[Entries from a pointing dataset]
-=-=-=-=-
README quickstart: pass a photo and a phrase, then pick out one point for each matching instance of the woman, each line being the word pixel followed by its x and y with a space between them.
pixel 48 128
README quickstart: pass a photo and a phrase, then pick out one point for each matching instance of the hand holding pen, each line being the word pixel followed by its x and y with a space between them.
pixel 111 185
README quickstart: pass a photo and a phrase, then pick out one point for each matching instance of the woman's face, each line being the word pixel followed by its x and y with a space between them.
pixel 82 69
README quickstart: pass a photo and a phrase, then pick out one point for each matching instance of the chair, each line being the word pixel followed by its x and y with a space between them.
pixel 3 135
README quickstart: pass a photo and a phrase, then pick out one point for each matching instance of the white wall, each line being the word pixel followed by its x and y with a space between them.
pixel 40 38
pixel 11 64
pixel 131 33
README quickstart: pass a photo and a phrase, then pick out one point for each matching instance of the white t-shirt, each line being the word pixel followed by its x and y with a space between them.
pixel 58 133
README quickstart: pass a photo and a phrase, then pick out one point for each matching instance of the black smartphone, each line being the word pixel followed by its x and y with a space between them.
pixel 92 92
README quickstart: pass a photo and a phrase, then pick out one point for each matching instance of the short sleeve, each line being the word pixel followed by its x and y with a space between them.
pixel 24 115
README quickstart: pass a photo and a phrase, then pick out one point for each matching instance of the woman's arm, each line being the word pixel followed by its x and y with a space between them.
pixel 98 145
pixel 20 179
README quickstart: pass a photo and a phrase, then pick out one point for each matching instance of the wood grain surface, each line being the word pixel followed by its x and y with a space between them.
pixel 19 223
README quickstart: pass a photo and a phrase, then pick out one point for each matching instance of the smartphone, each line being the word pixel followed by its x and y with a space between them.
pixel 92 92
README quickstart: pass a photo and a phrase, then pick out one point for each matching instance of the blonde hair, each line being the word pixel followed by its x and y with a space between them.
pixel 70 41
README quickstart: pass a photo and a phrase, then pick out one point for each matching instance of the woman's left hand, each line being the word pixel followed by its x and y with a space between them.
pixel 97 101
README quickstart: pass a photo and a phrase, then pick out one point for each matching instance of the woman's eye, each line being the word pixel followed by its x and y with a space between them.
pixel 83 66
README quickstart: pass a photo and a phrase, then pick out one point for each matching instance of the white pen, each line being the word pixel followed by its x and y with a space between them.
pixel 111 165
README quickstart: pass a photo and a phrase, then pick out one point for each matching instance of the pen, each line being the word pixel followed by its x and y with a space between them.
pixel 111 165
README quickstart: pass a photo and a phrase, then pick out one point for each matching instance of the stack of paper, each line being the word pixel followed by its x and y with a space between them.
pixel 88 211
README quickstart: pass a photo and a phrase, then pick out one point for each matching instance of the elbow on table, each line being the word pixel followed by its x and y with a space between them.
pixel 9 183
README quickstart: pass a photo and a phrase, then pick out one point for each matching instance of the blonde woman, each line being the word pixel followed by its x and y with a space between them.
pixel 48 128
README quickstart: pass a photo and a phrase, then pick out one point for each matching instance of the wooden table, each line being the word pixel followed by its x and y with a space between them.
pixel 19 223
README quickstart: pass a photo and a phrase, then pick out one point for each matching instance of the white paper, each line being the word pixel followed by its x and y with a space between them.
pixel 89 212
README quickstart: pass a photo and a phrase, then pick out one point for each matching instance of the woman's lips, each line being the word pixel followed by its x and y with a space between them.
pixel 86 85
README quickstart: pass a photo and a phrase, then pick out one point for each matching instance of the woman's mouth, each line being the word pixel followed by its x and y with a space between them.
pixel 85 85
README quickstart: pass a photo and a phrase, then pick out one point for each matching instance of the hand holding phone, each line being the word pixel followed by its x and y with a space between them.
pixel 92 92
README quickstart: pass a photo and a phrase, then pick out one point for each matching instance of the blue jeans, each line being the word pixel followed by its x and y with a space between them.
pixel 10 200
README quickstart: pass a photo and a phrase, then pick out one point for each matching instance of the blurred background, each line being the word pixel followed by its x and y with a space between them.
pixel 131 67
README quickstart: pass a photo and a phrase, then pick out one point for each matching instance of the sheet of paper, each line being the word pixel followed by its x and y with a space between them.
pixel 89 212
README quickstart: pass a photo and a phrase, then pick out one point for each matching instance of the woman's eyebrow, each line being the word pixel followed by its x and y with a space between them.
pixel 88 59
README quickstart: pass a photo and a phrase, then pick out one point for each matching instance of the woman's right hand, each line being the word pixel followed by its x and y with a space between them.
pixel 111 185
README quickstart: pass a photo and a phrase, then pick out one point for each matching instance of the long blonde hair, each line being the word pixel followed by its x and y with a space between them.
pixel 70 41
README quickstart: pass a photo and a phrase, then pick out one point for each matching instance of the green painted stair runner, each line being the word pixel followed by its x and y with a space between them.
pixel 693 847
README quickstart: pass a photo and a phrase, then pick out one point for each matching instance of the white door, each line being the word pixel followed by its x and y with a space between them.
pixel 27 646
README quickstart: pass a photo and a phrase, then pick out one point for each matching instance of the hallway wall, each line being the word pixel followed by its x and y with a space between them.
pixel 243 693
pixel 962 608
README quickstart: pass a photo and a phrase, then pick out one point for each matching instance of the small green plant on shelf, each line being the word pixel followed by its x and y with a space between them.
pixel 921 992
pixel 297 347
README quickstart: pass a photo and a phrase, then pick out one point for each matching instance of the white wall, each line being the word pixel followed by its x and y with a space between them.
-=-=-=-=-
> WRITTEN EXERCISE:
Could you rewrite the rows from the line with "the pen, each" up to and including the line with "pixel 86 85" as a numbered list, leaving out any blank lines?

> CORRECT ANSWER:
1. README quickstart: pass a photo and a phrase, then pick out one point for each matching instance of the pen, each line being the word pixel followed by its x and y with a space between them.
2. pixel 111 165
3. README quickstart: pass a photo and a phrase, then pick out one point for each matching instance of the stack of paper, each line being the word pixel followed by its x and y with a space between them.
4. pixel 88 211
5. README quickstart: pass a photo and a phrase, then pick out one point for each matching instance of the elbow on table, each line being the word pixel followed by its x and y with a space between them.
6. pixel 9 183
7. README quickstart: pass a photo and a phrase, then pick out one point for each matching instance of the blonde woman, each line being the word pixel followed by its x and y with a space between them.
8. pixel 48 128
9. README quickstart: pass a photo and a phrase, then pick out one point for each matching instance of the wooden table, each line being the word pixel followed by its x and y with a space between them.
10. pixel 19 223
11. README quickstart: pass a photo and a phrase, then pick out one point for each matching instance of the white paper, each line being the word pixel followed by its x and y with a space between them.
12. pixel 89 212
13. README quickstart: pass a photo and a phrase, then pick out one point for each matching instance of the woman's lips, each line being the word pixel followed by its x and y with a space between them.
14. pixel 86 85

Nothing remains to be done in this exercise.